Reproduce all of the material below with "integer pixel coordinates" replaced by "whole-number pixel positions" and everything else unchanged. Omit the pictures from your answer.

▶ **Data for the task**:
....................

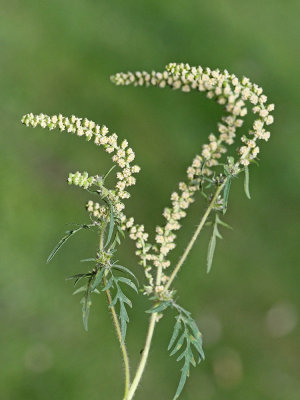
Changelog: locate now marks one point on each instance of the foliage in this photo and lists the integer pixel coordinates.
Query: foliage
(109, 219)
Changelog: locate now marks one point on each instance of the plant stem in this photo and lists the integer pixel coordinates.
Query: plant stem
(153, 320)
(194, 237)
(117, 325)
(143, 360)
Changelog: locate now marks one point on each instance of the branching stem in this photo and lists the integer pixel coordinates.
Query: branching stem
(117, 327)
(153, 318)
(194, 237)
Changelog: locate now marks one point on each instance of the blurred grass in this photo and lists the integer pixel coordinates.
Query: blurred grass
(57, 57)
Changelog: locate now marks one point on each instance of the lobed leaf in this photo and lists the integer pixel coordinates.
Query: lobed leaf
(226, 193)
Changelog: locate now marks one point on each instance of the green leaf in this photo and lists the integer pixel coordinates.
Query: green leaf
(175, 334)
(98, 278)
(211, 251)
(178, 344)
(124, 320)
(86, 305)
(222, 222)
(246, 182)
(125, 269)
(192, 338)
(80, 290)
(226, 193)
(127, 282)
(64, 239)
(160, 307)
(61, 243)
(109, 284)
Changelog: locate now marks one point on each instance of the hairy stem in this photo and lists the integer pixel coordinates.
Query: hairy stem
(153, 318)
(144, 358)
(194, 237)
(117, 327)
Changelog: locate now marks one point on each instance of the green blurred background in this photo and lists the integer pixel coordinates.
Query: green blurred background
(57, 56)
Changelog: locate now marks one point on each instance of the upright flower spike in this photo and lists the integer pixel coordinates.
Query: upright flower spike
(234, 95)
(123, 155)
(203, 175)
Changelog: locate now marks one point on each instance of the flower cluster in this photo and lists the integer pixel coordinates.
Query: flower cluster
(82, 180)
(97, 211)
(227, 90)
(122, 155)
(232, 94)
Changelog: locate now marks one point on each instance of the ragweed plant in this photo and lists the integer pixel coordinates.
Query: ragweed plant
(211, 173)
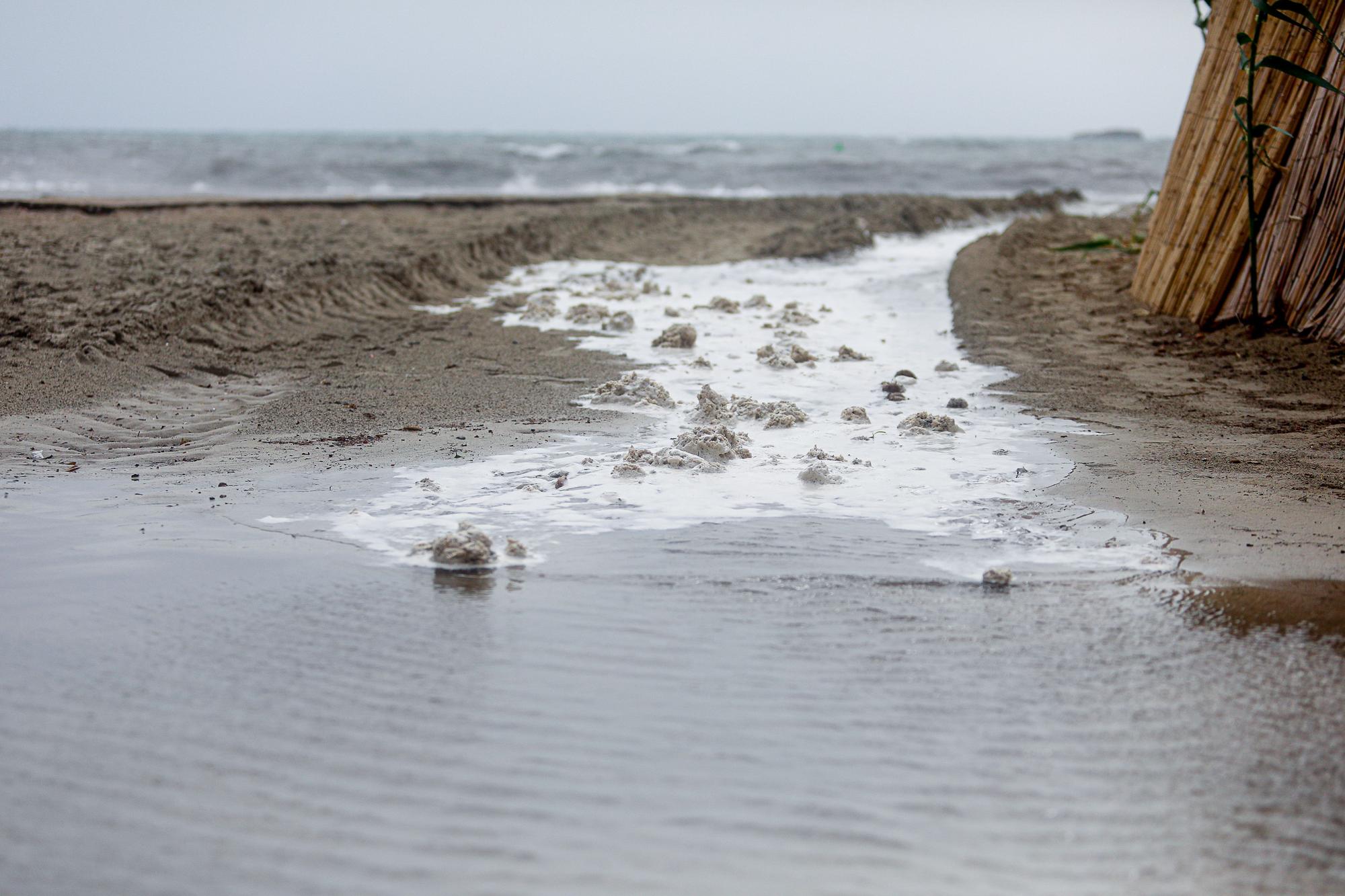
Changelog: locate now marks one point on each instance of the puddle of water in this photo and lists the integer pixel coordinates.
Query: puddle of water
(890, 304)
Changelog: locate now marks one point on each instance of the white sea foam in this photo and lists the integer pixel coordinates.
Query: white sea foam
(535, 151)
(888, 303)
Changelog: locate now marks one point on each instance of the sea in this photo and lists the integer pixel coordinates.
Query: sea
(85, 163)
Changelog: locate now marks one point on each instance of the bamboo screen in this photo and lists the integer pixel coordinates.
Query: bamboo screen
(1195, 261)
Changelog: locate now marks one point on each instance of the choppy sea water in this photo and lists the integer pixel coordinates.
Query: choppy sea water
(150, 165)
(728, 682)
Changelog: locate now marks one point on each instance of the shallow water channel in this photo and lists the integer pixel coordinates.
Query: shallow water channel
(722, 682)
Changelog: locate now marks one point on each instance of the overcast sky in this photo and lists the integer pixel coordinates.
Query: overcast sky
(899, 68)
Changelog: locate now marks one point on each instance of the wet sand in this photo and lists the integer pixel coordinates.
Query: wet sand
(169, 331)
(1230, 444)
(209, 689)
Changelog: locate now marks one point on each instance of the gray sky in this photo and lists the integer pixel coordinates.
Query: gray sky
(692, 67)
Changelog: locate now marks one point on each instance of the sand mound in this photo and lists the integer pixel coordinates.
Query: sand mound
(855, 415)
(634, 389)
(469, 546)
(926, 421)
(820, 474)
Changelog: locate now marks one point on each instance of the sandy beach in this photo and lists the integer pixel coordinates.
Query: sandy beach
(232, 427)
(189, 331)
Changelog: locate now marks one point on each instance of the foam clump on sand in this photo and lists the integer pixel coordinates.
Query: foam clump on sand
(855, 415)
(793, 317)
(787, 357)
(714, 443)
(771, 357)
(712, 405)
(926, 421)
(847, 353)
(820, 474)
(634, 389)
(714, 408)
(676, 337)
(469, 546)
(672, 458)
(587, 314)
(999, 577)
(777, 413)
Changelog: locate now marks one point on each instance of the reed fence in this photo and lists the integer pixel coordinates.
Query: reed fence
(1195, 257)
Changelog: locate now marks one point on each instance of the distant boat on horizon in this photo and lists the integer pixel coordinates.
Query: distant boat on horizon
(1117, 134)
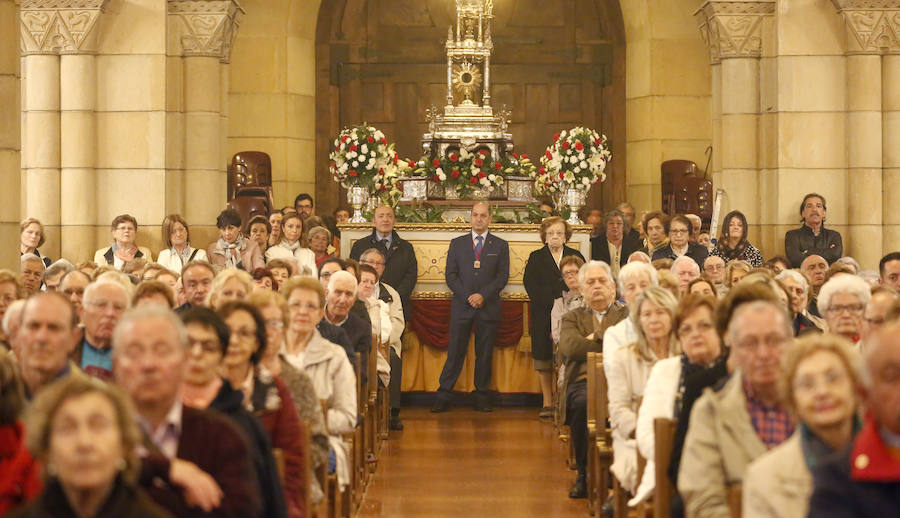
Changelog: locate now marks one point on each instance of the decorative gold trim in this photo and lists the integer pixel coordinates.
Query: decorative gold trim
(461, 227)
(447, 295)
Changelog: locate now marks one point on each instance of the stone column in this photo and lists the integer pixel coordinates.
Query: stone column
(734, 32)
(873, 126)
(58, 41)
(204, 33)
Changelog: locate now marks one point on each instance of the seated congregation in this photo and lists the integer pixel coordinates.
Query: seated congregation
(259, 376)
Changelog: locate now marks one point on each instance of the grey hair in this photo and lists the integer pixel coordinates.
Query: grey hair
(371, 251)
(850, 284)
(795, 276)
(593, 263)
(15, 307)
(636, 268)
(345, 275)
(106, 281)
(147, 313)
(32, 257)
(60, 266)
(757, 306)
(682, 259)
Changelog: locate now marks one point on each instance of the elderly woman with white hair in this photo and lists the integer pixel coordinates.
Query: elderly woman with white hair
(627, 372)
(633, 279)
(842, 301)
(797, 286)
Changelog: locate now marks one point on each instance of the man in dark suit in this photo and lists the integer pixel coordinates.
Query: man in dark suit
(614, 246)
(477, 270)
(195, 462)
(400, 267)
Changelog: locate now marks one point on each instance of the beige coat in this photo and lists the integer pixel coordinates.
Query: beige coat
(720, 444)
(778, 484)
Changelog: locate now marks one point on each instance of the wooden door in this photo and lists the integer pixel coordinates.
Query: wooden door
(554, 70)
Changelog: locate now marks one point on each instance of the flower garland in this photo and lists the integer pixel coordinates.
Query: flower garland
(575, 160)
(464, 171)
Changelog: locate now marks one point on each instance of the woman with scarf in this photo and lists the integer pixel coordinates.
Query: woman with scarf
(820, 382)
(701, 349)
(291, 245)
(733, 242)
(232, 250)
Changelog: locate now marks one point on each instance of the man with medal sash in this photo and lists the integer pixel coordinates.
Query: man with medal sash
(477, 271)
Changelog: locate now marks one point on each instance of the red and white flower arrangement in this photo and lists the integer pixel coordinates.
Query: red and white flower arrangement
(362, 157)
(464, 171)
(575, 160)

....................

▶ **Solution for this task**:
Changelog: locate now marks one point on each instance of the foliage in this photo and lists the whole-number pixel positions.
Query: foliage
(109, 219)
Changelog: locate now marks one point on each instance of the plant stem in this photo and lists the whole-number pixel positions.
Query: plant stem
(153, 320)
(194, 237)
(117, 325)
(143, 360)
Changelog: locate now marks one point on each instance of the branching stem in this photo and lists the whole-number pixel positions.
Query: branching stem
(117, 327)
(153, 318)
(194, 237)
Changelog: locate now marks one point on each instance of the blurred grass in this photo and lists the whole-number pixel positions.
Query: blurred grass
(57, 57)
Changelog: locate now marks one point on each instance of the lobed leaf in this photo and lists the whole-number pixel positions.
Query: lobed leaf
(226, 193)
Changelog: locate now marks one point on each instance of the green leaf in this photo and lists the whole-number pixel positions.
Query: green leaf
(175, 334)
(98, 278)
(211, 251)
(178, 344)
(124, 320)
(86, 305)
(222, 222)
(246, 182)
(125, 269)
(192, 338)
(80, 290)
(226, 193)
(127, 282)
(64, 239)
(160, 307)
(61, 243)
(109, 284)
Changelog: locate now marks one point on each instance of the hairy stem in this photo and lists the whole-number pixel positions.
Query: hairy stem
(153, 318)
(144, 358)
(194, 237)
(117, 327)
Changelog: locate now marks one point on each instance of the green blurred background in this photo and lists the whole-number pixel positions.
Query: green blurred background
(57, 56)
Changelog: locate now marks one point on each instance of the upright flower spike in this photo and lists the whole-number pixel positions.
Query: upright flower spike
(234, 95)
(123, 155)
(203, 175)
Changelog: locate now marks one point on each instance of the flower cluster in this photo and lists the whole-number pixel positions.
Query: flower cluster
(82, 180)
(97, 211)
(227, 90)
(122, 155)
(232, 94)
Changelog: locate now marks one point on each instance of the ragweed plant in this photo and lists the whole-number pixel positions.
Query: ragweed plant
(211, 173)
Changelog: locate now marks one point on each instance of the puddle of water in this photo and lists the whole-number pixel positions.
Query: puddle of water
(890, 304)
Changelog: locate now marks one point on each instance of the white sea foam in this photo and lists the whole-number pixel positions.
Query: white sea foam
(535, 151)
(888, 303)
Changelog: locate now marks one point on each instance of the sea in this photo and lists the whole-number pixel positions.
Query: sea
(85, 163)
Changelog: locate now marks one point on each instance of the bamboo screen in this photo and lists the whole-number pixel positions.
Query: bamboo screen
(1195, 261)
Changelog: locate now marks one point on each instance of the choppy sea water in this photo and lists the whole-number pixel positions.
Query: choppy sea water
(150, 165)
(728, 682)
Changelog: locate now marks one point on each instance of the shallow water channel in this photo and lists the whole-number pixel positions.
Query: shallow water channel
(722, 682)
Changelog: locate now marks one point on each instance of the overcast sky in this photo and lists the whole-number pixel positions.
Query: overcast sky
(899, 68)
Changelog: locate now marks one point on each instance of the wet sand in this photo and lists the whole-number pixel positions.
Query: wet sand
(169, 331)
(1230, 444)
(209, 689)
Changelog: locate now marks one point on each instance of the gray sky in this photo and lists the whole-number pixel positions.
Query: gray sky
(692, 67)
Changelog: locate now marks one point on each instance of the sand mound in this photo and lists the whole-number pixel positions.
Query: sand mound
(855, 415)
(634, 389)
(469, 546)
(926, 421)
(820, 474)
Changelog: locate now marks one point on each instance of the sandy beach in this photo and lists the whole-number pixel positions.
Query: sandy beach
(232, 427)
(189, 331)
Changelog: locate now marks one point on each instance of the foam clump on sand in this photo and lists the whole-number pixel positions.
Query: foam clump on sand
(855, 415)
(793, 317)
(787, 357)
(714, 443)
(771, 357)
(712, 405)
(926, 421)
(847, 353)
(820, 474)
(634, 389)
(714, 408)
(676, 337)
(469, 546)
(672, 458)
(587, 314)
(999, 577)
(777, 413)
Changelog: locate now marks one point on each instance of the reed fence in this photo and lists the whole-number pixel positions.
Query: reed fence
(1195, 257)
Changelog: locate now marks one point on each instance of the distant boat on horizon in this photo and lists the whole-number pixel positions.
Query: distant boat on horizon
(1117, 134)
Changelog: locate now marks one point on each instance of the decorative gold trim in this photo and lists the whole-number pixel positions.
Query: decorative gold trim
(461, 227)
(447, 295)
Changelog: locate now marks one point on each instance of the stone column in this photo and lists the whole-number pixel positions.
Query: stone column
(734, 32)
(873, 126)
(58, 41)
(204, 33)
Changelog: locate now marks one point on each instance of the seated congregation in this photo and lists the whole-number pixel positions.
Query: seated congregation
(259, 376)
Changelog: locate now marks one point on each instance of the grey hair in this photo and lists the whole-number pixel positions.
Query: grey hair
(371, 251)
(850, 284)
(795, 276)
(593, 263)
(15, 307)
(636, 268)
(345, 275)
(106, 281)
(147, 313)
(32, 257)
(60, 266)
(757, 306)
(682, 259)
Changelog: locate now marks one point on each instance of the elderly woman with white hair in this photo and lists the whole-number pixel positions.
Query: elderly woman with white hair
(627, 372)
(633, 279)
(842, 301)
(797, 286)
Changelog: locate now marks one point on each instance of the man in dark suit in this photo and lists the whole-number pixel positions.
Query: man in dark suit
(614, 246)
(477, 270)
(195, 462)
(400, 267)
Changelog: locate now marks one point on each instance of the beige coat in this photo and lists the whole-number pixel positions.
Query: beige coat
(720, 444)
(778, 484)
Changelog: locate now marks one point on each instance of the wooden door in this photo and lists the whole-number pixel positions.
Query: wooden door
(554, 70)
Changelog: locate now marks one point on each instance of the flower garland in this photo and lists the whole-number pixel positions.
Query: flower garland
(575, 160)
(464, 171)
Changelog: locate now marks one point on each instance of the woman with scarf in this photo and lists the whole-number pixel positions.
Query: woman with scarf
(820, 382)
(701, 349)
(291, 245)
(733, 242)
(232, 250)
Changelog: locate now marks one point on each instance of the man with medal sash in this photo and lists the whole-number pixel positions.
Query: man with medal sash
(477, 271)
Changelog: locate now marks one point on each instance of the red and white flower arrangement in this photo and lists the whole-number pixel positions.
Query: red and white flower arrangement
(362, 157)
(464, 171)
(575, 160)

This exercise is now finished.